> **PROVIDED DATA**:
+---+

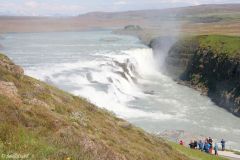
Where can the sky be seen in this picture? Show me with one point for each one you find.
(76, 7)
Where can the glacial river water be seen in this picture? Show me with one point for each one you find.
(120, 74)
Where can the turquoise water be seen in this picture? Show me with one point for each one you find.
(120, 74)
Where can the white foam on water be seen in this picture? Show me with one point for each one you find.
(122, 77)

+---+

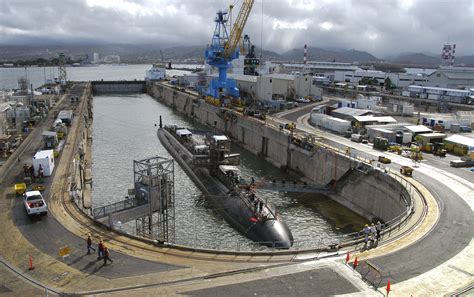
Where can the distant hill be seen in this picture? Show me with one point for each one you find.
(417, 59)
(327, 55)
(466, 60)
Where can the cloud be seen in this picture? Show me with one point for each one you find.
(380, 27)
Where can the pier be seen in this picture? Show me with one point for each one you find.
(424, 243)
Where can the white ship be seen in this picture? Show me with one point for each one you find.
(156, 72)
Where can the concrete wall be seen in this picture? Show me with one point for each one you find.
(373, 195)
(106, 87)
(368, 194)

+---+

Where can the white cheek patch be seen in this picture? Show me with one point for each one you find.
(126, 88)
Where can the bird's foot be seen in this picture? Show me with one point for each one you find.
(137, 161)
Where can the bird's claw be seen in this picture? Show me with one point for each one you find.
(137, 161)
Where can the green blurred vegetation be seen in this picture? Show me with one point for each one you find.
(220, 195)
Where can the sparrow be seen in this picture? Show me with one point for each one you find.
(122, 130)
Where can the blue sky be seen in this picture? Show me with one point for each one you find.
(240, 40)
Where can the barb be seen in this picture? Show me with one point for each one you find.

+---+

> **YOUR GOAL**: Please give back exactly the lines of this listing beginning at the line with "Where can the blue" and ending with the line with "Where can the barb", both included, and nothing else.

> **ANSWER TO THIS TASK**:
Where can the blue sky be seen in this picture? Show me with one point for each one you find.
(240, 40)
Where can the barb be seen in this picture? Show me with one point for each one you find.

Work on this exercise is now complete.